[Saved entries]
* * *

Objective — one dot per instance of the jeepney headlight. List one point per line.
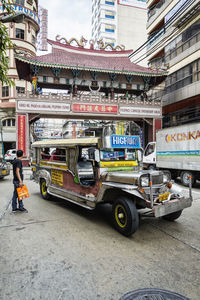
(166, 176)
(144, 181)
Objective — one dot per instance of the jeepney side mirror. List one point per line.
(96, 155)
(140, 154)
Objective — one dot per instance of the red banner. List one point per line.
(21, 133)
(95, 108)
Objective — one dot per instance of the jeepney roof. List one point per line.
(65, 142)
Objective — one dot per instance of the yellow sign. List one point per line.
(57, 177)
(105, 164)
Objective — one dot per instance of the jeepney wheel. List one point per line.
(185, 178)
(43, 189)
(173, 216)
(125, 216)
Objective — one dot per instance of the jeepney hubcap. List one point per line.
(120, 216)
(44, 188)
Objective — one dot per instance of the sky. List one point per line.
(68, 18)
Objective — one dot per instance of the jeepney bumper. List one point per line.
(166, 208)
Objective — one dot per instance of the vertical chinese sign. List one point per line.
(21, 138)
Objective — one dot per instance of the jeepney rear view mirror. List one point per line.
(140, 153)
(96, 155)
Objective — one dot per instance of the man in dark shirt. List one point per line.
(17, 181)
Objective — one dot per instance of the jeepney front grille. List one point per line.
(157, 179)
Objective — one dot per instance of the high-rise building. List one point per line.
(174, 44)
(119, 22)
(24, 36)
(42, 34)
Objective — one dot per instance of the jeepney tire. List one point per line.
(43, 189)
(173, 216)
(151, 167)
(185, 178)
(129, 222)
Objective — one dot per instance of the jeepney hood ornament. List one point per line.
(132, 176)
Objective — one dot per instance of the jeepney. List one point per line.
(89, 171)
(4, 169)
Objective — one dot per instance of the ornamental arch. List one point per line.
(98, 84)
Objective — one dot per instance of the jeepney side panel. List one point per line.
(58, 174)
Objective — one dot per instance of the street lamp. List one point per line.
(1, 131)
(16, 18)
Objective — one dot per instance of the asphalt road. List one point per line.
(61, 251)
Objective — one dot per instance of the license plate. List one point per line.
(164, 196)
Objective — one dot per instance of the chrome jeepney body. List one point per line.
(88, 171)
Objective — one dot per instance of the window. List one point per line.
(110, 2)
(109, 14)
(109, 28)
(33, 40)
(5, 91)
(183, 77)
(20, 89)
(19, 33)
(20, 2)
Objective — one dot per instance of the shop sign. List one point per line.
(25, 10)
(93, 108)
(125, 141)
(21, 139)
(43, 106)
(140, 111)
(136, 3)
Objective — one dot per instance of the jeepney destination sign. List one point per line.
(125, 141)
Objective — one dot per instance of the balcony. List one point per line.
(187, 91)
(184, 50)
(156, 10)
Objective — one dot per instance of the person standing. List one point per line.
(18, 182)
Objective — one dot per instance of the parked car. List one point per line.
(4, 169)
(10, 155)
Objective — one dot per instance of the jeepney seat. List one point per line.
(85, 172)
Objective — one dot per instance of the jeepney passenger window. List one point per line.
(58, 155)
(150, 149)
(72, 160)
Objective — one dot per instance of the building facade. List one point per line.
(174, 44)
(43, 33)
(119, 22)
(23, 35)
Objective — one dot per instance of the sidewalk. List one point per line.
(6, 189)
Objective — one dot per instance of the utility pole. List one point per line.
(1, 130)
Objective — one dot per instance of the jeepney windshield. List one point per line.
(118, 154)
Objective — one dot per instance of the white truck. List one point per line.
(177, 149)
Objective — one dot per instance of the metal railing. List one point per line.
(155, 8)
(183, 47)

* * *

Arrange every line of the rows above as a Markdown table with the columns No and Line, numbering each line in order and leaving out blank lines. Keep the pictures out of the table.

| No | Line |
|---|---|
| 1 | Objective — one dot per instance of the jeepney headlight. List one point per line. |
| 2 | (166, 176) |
| 3 | (144, 181) |
| 4 | Objective — one dot per instance of the jeepney side mirror. List one point per line. |
| 5 | (96, 155) |
| 6 | (140, 154) |
| 7 | Objective — one dot per instance of the red banner. List one point per line. |
| 8 | (21, 133) |
| 9 | (95, 108) |
| 10 | Objective — one dot per instance of the jeepney roof. List one point per line. |
| 11 | (65, 142) |
| 12 | Objective — one dot per instance of the yellow sign. List one point per line. |
| 13 | (57, 177) |
| 14 | (105, 164) |
| 15 | Objective — one dot per instance of the jeepney wheel. List one point per line. |
| 16 | (185, 178) |
| 17 | (43, 189) |
| 18 | (173, 216) |
| 19 | (125, 216) |
| 20 | Objective — one dot per instance of the jeepney hubcap. List one point per line. |
| 21 | (120, 216) |
| 22 | (44, 188) |
| 23 | Objective — one dot per instance of the sky. List one point per line. |
| 24 | (68, 18) |
| 25 | Objective — one dot per instance of the jeepney bumper. List one point per line. |
| 26 | (166, 208) |
| 27 | Objective — one dot per instance of the vertical chinese sign. List one point per line. |
| 28 | (21, 138) |
| 29 | Objective — one dot per instance of the jeepney rear view mirror. List one point per line. |
| 30 | (140, 153) |
| 31 | (96, 155) |
| 32 | Objective — one dot per instance of the man in dark shirt. List one point per line. |
| 33 | (17, 181) |
| 34 | Objective — one dot per instance of the jeepney front grille. List one point per line. |
| 35 | (157, 179) |
| 36 | Objective — one dot per instance of the high-rise building. List one point per line. |
| 37 | (174, 44) |
| 38 | (119, 22) |
| 39 | (24, 36) |
| 40 | (42, 34) |
| 41 | Objective — one dot per instance of the jeepney tire. List one point per line. |
| 42 | (43, 189) |
| 43 | (173, 216) |
| 44 | (151, 167) |
| 45 | (185, 178) |
| 46 | (129, 222) |
| 47 | Objective — one dot per instance of the jeepney hood ornament. List one point per line. |
| 48 | (132, 176) |
| 49 | Objective — one dot per instance of the jeepney. List one point per line. |
| 50 | (89, 171) |
| 51 | (4, 169) |
| 52 | Objective — one dot per instance of the ornamental arch. List one point per line. |
| 53 | (98, 84) |
| 54 | Objective — one dot per instance of the jeepney side panel. List one point per line. |
| 55 | (58, 174) |
| 56 | Objective — one dot per instance of the street lamp. List one point per line. |
| 57 | (1, 131) |
| 58 | (16, 18) |
| 59 | Objective — one dot per instance of the asphalt road. List one point per line. |
| 60 | (61, 251) |
| 61 | Objective — one dot per instance of the license plate. List one point per line. |
| 62 | (164, 196) |
| 63 | Objective — one dot per instance of the chrome jeepney body. List one point per line. |
| 64 | (88, 171) |
| 65 | Objective — one dot per instance of the window. List one point per line. |
| 66 | (110, 2) |
| 67 | (109, 14) |
| 68 | (109, 28) |
| 69 | (33, 40) |
| 70 | (5, 91) |
| 71 | (183, 77) |
| 72 | (20, 89) |
| 73 | (19, 33) |
| 74 | (20, 2) |
| 75 | Objective — one dot per instance of the shop sign. List one point per line. |
| 76 | (25, 10) |
| 77 | (93, 108) |
| 78 | (125, 141) |
| 79 | (21, 139) |
| 80 | (43, 106) |
| 81 | (140, 111) |
| 82 | (136, 3) |
| 83 | Objective — one dot per instance of the jeepney destination sign. List one point per line. |
| 84 | (125, 141) |
| 85 | Objective — one dot per instance of the balcony. List one point per line. |
| 86 | (187, 91) |
| 87 | (184, 50) |
| 88 | (156, 10) |
| 89 | Objective — one dot per instance of the person standing. List one point per line. |
| 90 | (18, 182) |
| 91 | Objective — one dot per instance of the parked car. List one point per line. |
| 92 | (4, 169) |
| 93 | (10, 155) |
| 94 | Objective — one dot per instance of the jeepney seat. List one point per line. |
| 95 | (85, 172) |
| 96 | Objective — one dot per instance of the jeepney passenger window. List one point per line. |
| 97 | (58, 155) |
| 98 | (150, 149) |
| 99 | (72, 160) |
| 100 | Objective — one dot per instance of the building facade. List one point per line. |
| 101 | (174, 44) |
| 102 | (43, 33) |
| 103 | (119, 22) |
| 104 | (23, 35) |
| 105 | Objective — one dot per instance of the sidewalk. List one point per line. |
| 106 | (6, 189) |
| 107 | Objective — one dot per instance of the utility pole. List one point per line. |
| 108 | (1, 130) |
| 109 | Objective — one dot per instance of the jeepney windshield. List one point per line. |
| 110 | (118, 154) |
| 111 | Objective — one dot per instance of the white truck. List one point per line. |
| 112 | (177, 149) |
| 113 | Objective — one dot per instance of the metal railing. List one point per line. |
| 114 | (155, 8) |
| 115 | (183, 47) |